What is required:
Rewrite the items starting at the line that contains "Can you find the ceiling air" and ending after the line that contains "[[458, 226]]", swapping "per instance" for "for each instance" throughout and leaving everything else unchanged.

Input records:

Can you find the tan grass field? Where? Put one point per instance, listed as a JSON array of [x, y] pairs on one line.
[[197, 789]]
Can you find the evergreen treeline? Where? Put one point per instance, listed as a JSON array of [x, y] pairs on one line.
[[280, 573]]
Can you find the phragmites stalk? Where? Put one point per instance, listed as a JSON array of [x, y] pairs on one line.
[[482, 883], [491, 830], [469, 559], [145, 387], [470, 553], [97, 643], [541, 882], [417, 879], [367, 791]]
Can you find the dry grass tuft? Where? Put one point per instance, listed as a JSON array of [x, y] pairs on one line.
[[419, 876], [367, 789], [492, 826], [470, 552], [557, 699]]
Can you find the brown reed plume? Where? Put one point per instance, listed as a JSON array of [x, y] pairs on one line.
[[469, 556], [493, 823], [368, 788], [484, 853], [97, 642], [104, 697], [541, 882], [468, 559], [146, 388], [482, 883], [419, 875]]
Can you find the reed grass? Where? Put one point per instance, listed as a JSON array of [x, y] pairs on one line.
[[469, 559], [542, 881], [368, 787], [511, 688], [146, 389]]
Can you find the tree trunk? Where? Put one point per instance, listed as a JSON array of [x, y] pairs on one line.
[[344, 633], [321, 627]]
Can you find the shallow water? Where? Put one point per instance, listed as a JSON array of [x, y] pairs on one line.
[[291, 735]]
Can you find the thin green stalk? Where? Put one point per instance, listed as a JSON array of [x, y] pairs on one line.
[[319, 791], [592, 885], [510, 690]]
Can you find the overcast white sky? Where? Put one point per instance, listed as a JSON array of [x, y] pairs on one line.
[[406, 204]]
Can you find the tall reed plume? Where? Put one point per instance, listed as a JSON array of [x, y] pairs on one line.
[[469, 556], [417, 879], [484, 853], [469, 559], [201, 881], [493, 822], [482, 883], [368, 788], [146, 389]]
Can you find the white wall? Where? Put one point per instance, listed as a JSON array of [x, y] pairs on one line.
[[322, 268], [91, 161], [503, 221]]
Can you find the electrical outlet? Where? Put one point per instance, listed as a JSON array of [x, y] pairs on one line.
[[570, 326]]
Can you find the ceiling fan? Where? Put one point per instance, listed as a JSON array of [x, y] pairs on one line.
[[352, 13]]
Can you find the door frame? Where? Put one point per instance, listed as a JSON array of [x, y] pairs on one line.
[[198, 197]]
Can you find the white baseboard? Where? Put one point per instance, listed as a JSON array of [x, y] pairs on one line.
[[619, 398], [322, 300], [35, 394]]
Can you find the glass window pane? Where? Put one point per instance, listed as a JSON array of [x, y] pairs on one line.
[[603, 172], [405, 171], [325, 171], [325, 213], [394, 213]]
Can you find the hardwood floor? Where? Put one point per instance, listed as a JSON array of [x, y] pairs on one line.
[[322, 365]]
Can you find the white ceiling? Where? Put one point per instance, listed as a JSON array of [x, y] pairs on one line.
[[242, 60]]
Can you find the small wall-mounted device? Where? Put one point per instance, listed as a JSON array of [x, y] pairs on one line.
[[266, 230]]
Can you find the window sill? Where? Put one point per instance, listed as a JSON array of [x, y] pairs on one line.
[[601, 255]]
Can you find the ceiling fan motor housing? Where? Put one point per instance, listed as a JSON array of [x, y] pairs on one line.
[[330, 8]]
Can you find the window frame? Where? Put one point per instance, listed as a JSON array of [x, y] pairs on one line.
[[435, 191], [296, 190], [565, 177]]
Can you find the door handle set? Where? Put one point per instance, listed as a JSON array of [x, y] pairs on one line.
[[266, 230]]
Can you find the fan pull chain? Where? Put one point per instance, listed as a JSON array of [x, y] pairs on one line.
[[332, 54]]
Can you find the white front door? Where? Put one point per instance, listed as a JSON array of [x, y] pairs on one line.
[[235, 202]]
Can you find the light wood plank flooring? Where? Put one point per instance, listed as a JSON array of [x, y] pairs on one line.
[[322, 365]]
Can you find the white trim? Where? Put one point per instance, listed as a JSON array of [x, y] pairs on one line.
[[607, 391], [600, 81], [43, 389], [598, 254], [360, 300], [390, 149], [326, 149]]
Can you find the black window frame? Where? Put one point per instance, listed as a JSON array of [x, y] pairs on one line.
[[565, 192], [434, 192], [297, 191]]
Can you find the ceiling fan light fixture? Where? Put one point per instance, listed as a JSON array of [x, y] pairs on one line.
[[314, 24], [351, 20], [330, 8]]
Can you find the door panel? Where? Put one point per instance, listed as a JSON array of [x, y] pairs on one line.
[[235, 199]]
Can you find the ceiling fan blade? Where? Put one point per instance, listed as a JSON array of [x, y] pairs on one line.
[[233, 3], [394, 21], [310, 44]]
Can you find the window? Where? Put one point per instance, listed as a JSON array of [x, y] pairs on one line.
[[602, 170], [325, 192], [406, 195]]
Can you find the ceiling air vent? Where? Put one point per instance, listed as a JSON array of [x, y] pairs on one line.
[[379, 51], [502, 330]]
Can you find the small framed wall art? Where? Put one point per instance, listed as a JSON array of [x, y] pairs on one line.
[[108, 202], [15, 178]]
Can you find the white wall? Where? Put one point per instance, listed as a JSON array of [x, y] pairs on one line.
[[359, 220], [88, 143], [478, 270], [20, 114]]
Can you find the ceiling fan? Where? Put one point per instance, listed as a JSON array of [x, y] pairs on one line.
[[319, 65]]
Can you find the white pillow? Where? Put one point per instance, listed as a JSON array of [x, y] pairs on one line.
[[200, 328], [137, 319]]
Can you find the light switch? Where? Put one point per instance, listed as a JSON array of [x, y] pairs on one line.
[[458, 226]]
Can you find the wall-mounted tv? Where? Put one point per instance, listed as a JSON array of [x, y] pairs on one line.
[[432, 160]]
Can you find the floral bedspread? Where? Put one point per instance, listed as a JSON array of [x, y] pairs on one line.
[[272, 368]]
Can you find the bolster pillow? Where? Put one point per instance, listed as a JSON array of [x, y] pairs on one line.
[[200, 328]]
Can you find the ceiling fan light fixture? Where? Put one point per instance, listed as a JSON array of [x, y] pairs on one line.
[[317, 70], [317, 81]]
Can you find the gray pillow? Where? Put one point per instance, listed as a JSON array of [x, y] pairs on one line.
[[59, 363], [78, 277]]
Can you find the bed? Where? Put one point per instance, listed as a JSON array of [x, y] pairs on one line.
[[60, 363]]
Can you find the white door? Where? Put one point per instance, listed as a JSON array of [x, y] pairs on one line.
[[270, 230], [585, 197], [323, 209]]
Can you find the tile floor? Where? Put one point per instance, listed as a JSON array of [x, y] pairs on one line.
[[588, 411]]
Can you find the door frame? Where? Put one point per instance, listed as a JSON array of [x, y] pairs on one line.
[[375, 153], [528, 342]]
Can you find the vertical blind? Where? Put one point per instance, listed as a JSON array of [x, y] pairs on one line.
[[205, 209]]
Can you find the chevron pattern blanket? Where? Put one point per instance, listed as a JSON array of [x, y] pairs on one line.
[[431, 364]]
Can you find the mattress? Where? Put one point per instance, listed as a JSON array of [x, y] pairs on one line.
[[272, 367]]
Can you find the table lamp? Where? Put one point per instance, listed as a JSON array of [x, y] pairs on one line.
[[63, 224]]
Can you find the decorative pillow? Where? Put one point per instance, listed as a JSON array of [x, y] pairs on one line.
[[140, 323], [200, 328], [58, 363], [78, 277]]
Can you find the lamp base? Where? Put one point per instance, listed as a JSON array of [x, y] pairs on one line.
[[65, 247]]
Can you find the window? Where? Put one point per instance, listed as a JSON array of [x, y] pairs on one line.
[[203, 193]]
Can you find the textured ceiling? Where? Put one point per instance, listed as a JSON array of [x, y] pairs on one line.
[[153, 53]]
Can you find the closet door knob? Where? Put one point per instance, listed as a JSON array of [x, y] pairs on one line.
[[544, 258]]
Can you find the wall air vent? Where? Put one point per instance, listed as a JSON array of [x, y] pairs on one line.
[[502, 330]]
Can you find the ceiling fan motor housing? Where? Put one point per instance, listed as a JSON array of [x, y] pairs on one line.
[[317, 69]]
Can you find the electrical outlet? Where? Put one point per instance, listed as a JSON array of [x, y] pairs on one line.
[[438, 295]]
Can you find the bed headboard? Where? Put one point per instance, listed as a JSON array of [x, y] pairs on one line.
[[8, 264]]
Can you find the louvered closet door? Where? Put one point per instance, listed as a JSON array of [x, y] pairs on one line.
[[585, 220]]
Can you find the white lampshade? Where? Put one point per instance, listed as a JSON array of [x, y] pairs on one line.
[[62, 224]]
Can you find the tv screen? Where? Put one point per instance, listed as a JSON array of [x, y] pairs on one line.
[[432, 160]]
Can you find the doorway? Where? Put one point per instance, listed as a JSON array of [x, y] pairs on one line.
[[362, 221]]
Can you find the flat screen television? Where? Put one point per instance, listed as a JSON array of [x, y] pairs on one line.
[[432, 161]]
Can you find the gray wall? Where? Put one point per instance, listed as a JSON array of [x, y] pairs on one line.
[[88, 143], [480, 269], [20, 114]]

Result for this exercise:
Can you find the ceiling air vent? Where? Put one point for each instance, listed as a JSON array of [x, y] pairs on one line.
[[379, 51], [502, 330]]
Can you find the small framed wall art? Where? Put one point for each instance, listed as a JSON array of [x, y] pairs on one line.
[[108, 202], [15, 178]]
Can you find the white wall? Where? Put one point for each instance, listed as a JSON array of [x, y] pairs on one line.
[[359, 220], [88, 143], [478, 270], [20, 114]]
Can you find the ceiling fan? Where? Put one point for each instance, listed as a JSON array of [x, y] pairs on one line.
[[319, 65]]
Can you find the white pillow? Where? Put one point for each instance, listed as a JSON array of [x, y] pairs on one line.
[[200, 328], [137, 319]]
Can you find the light switch? Where? Put one point for each instance, listed as a JSON array of [x, y] pairs on one line.
[[458, 226]]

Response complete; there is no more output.